Description of the task: Update the data from the line containing "formatted like [158,249]." through the end of the data, changing "Target" to "Label" and leaving all else as it is.

Task data:

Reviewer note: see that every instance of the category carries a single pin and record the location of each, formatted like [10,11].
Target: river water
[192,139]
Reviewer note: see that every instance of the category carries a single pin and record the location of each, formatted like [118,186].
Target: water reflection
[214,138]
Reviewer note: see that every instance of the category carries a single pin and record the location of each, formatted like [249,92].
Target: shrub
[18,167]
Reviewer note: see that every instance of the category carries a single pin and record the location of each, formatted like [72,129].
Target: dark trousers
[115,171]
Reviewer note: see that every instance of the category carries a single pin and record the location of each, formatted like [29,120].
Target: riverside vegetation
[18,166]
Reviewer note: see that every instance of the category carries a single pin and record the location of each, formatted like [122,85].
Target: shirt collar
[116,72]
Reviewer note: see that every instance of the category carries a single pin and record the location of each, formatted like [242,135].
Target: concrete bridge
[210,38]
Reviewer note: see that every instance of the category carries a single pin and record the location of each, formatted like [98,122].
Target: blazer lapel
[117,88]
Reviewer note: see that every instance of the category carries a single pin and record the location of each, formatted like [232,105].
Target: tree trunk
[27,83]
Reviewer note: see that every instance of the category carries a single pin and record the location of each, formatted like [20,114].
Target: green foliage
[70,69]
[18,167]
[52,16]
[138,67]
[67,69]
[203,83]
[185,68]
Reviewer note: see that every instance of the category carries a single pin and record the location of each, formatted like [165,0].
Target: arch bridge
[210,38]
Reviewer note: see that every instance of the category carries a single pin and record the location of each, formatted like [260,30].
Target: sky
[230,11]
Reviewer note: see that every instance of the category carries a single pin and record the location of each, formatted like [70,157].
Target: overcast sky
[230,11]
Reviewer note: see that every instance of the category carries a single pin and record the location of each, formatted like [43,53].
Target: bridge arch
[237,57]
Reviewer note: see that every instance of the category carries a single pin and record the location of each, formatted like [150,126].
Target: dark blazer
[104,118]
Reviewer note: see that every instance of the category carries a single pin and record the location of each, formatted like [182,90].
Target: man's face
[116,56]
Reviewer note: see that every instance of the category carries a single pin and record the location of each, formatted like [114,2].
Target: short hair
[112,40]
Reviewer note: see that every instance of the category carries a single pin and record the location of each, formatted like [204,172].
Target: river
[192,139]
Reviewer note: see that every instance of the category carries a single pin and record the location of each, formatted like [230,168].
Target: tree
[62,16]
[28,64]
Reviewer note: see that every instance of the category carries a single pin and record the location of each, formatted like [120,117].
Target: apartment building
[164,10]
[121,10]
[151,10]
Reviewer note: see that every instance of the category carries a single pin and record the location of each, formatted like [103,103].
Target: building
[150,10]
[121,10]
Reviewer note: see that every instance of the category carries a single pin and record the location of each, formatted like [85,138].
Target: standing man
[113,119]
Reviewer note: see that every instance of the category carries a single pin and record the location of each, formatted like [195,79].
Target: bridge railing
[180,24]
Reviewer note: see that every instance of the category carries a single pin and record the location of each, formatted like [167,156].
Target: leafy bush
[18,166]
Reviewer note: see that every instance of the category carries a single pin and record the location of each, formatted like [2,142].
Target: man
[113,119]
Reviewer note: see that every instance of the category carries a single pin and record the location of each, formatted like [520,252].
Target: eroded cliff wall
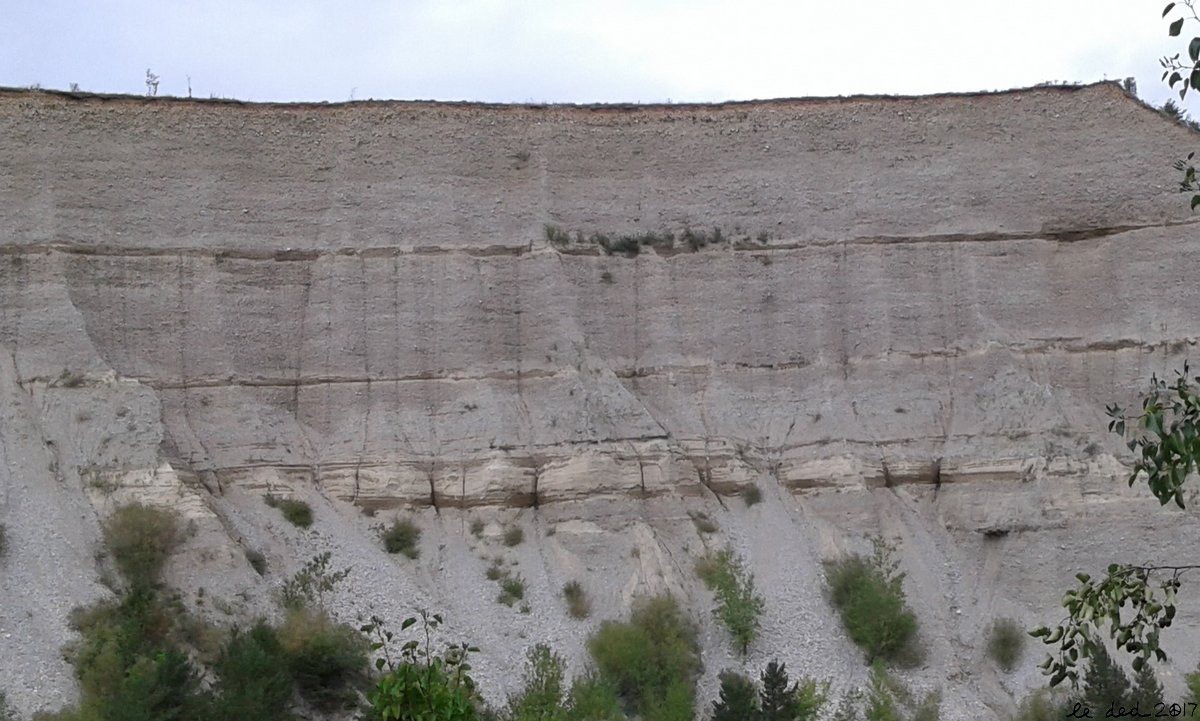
[922,310]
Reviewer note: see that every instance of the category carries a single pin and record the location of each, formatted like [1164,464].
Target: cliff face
[919,313]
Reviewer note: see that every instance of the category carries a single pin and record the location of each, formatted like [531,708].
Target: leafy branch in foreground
[1168,446]
[1185,76]
[1099,604]
[421,683]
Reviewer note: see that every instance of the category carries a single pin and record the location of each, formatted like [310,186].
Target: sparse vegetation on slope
[514,535]
[511,589]
[869,595]
[328,660]
[1006,643]
[738,605]
[577,604]
[297,512]
[139,539]
[652,660]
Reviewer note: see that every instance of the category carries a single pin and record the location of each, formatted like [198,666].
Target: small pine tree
[801,701]
[1104,683]
[778,700]
[738,700]
[1147,690]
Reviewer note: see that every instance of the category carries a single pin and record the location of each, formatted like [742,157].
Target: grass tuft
[577,604]
[257,562]
[514,535]
[703,523]
[402,538]
[751,496]
[1006,643]
[511,589]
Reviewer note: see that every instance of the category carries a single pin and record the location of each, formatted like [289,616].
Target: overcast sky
[565,50]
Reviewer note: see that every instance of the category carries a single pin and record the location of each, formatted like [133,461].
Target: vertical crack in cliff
[310,448]
[366,371]
[186,394]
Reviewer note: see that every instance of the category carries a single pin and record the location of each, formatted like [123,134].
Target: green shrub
[869,595]
[541,698]
[295,511]
[257,562]
[139,539]
[784,701]
[577,605]
[593,698]
[130,667]
[511,589]
[328,660]
[421,684]
[514,535]
[309,586]
[1006,643]
[739,606]
[402,538]
[253,680]
[652,660]
[737,700]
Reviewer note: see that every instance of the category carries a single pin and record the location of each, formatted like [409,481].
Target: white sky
[586,50]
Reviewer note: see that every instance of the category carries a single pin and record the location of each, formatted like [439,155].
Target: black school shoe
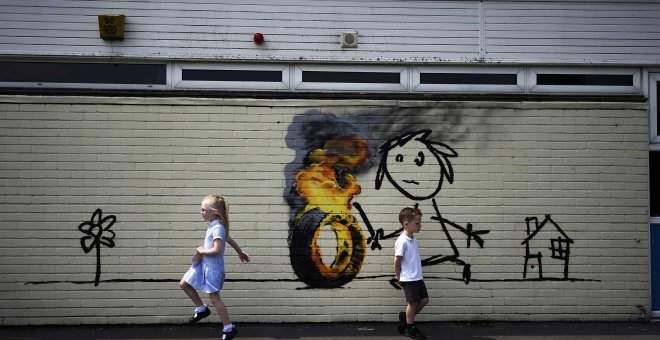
[200,315]
[402,322]
[229,335]
[413,332]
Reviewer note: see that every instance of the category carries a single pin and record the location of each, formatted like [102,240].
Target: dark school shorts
[415,290]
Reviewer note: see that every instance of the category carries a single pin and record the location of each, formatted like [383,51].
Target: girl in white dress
[207,272]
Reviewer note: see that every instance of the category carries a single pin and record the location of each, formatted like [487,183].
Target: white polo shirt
[411,265]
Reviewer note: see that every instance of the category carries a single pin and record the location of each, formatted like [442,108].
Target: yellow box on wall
[111,27]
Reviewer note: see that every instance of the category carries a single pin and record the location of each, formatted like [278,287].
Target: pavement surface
[435,330]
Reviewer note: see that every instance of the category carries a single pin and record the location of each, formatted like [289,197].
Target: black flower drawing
[96,235]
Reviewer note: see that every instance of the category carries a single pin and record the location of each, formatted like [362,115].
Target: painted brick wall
[576,170]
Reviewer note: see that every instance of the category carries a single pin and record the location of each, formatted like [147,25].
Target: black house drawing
[558,245]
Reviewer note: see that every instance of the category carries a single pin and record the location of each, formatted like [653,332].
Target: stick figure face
[415,165]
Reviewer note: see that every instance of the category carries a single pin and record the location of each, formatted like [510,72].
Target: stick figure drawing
[417,167]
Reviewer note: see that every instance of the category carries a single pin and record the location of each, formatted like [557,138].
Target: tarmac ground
[434,330]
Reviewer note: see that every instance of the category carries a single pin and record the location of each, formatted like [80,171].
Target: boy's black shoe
[413,332]
[229,335]
[200,315]
[402,322]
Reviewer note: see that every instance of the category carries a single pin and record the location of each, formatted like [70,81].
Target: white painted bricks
[149,162]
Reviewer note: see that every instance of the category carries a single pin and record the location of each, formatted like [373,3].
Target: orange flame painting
[327,187]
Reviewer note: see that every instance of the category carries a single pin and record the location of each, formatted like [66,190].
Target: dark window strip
[585,79]
[654,183]
[469,78]
[231,75]
[351,77]
[82,73]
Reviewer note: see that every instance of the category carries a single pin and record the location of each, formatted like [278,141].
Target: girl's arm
[217,247]
[397,267]
[243,255]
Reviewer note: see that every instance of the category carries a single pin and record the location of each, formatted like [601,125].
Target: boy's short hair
[407,214]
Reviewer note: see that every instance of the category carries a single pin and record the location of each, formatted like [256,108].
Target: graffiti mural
[320,197]
[97,232]
[555,241]
[402,160]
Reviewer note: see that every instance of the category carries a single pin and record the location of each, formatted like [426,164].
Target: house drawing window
[560,248]
[558,251]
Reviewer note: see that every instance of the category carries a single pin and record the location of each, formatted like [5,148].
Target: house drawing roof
[539,227]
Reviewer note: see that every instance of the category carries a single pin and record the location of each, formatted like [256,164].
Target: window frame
[402,86]
[417,86]
[96,86]
[179,84]
[654,138]
[534,87]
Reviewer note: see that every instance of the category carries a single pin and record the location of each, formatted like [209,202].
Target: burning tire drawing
[323,191]
[306,254]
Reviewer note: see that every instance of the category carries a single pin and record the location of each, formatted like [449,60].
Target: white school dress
[208,275]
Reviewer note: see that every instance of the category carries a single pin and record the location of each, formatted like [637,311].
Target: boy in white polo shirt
[408,269]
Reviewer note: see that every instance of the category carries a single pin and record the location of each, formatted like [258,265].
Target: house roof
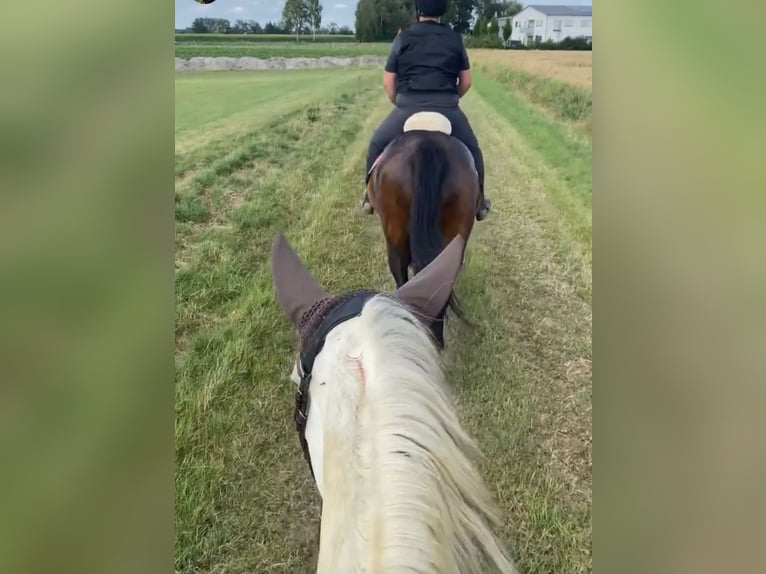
[563,10]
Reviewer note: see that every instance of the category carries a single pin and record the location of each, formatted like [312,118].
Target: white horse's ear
[430,289]
[295,288]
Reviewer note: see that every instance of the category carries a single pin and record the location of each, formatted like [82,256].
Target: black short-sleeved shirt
[427,57]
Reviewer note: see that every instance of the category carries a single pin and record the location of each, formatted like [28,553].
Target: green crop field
[273,46]
[280,50]
[258,152]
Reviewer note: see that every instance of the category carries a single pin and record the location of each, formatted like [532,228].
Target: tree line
[380,20]
[224,26]
[298,17]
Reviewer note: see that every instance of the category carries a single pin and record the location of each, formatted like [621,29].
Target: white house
[549,23]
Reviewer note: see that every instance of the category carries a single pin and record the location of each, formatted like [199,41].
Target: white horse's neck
[398,491]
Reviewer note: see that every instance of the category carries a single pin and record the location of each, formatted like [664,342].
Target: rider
[427,70]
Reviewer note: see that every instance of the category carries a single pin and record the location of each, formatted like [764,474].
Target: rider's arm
[464,77]
[389,86]
[389,74]
[464,82]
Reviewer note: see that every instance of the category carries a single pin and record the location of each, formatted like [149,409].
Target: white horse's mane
[400,491]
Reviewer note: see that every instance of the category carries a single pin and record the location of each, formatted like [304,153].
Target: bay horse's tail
[431,168]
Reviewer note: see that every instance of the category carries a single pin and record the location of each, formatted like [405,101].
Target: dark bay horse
[425,190]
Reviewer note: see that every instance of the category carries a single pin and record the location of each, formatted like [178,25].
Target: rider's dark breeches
[392,127]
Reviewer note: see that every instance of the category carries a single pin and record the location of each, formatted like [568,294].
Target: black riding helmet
[431,8]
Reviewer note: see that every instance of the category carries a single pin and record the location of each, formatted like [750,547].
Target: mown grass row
[565,101]
[241,482]
[565,151]
[245,501]
[255,38]
[281,50]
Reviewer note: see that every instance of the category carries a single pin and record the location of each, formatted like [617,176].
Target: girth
[341,309]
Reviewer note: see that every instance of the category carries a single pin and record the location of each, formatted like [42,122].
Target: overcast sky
[342,13]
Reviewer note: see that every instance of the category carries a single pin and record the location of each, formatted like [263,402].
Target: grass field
[251,38]
[571,67]
[261,151]
[273,46]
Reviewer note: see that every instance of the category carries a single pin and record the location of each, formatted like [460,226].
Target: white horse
[390,459]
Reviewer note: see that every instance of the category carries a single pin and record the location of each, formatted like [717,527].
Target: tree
[199,26]
[379,20]
[480,28]
[295,16]
[507,30]
[314,13]
[493,28]
[459,15]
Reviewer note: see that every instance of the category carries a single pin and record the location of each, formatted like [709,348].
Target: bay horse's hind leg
[398,263]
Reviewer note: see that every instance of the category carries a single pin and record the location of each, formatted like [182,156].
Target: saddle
[427,122]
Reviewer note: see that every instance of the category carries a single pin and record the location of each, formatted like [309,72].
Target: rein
[347,308]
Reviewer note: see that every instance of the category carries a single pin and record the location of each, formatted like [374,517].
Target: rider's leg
[389,129]
[462,130]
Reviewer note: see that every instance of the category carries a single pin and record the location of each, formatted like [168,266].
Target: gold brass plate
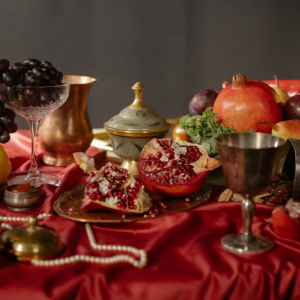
[68,206]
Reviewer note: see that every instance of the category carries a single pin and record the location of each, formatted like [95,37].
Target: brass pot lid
[137,118]
[32,242]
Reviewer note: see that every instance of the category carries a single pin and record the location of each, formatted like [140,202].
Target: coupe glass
[249,162]
[32,103]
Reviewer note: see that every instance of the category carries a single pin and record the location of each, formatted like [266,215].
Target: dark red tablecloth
[185,258]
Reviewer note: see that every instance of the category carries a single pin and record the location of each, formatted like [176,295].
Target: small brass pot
[68,129]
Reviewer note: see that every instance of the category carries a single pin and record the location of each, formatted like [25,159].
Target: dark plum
[201,101]
[31,63]
[291,108]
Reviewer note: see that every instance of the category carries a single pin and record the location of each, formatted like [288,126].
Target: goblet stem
[34,169]
[248,208]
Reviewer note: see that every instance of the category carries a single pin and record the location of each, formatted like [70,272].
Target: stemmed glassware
[32,103]
[249,162]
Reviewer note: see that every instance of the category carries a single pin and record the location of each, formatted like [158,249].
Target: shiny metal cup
[249,162]
[20,201]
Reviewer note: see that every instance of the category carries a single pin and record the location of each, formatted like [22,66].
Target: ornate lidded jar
[133,128]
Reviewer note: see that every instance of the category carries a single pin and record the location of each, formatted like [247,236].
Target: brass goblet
[249,162]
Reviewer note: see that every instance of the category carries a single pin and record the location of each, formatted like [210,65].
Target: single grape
[5,137]
[46,65]
[4,64]
[31,63]
[11,93]
[45,96]
[9,78]
[31,80]
[6,119]
[12,128]
[10,112]
[51,73]
[52,82]
[59,76]
[19,69]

Expected answer:
Reviewer note: see that every instance of the category carries a single pin and record the location of each, formatted like [158,249].
Label: shiny metal cup
[249,162]
[20,201]
Reviewer note: see that every instance of the category carries a single pin and record the location of each, formatted like [22,66].
Label: ornate lidded jar
[133,128]
Reviewer note: see that every instance of the category carries a single pin and record the location of each, formatted like [247,236].
Label: brass goblet
[249,162]
Reviewer note: see that every instance of the category carries a single pin and record the location of each, formatted like [210,65].
Label: single grape
[5,137]
[46,65]
[4,64]
[31,63]
[11,93]
[45,96]
[9,78]
[31,80]
[6,119]
[12,128]
[10,112]
[51,73]
[52,82]
[59,76]
[19,69]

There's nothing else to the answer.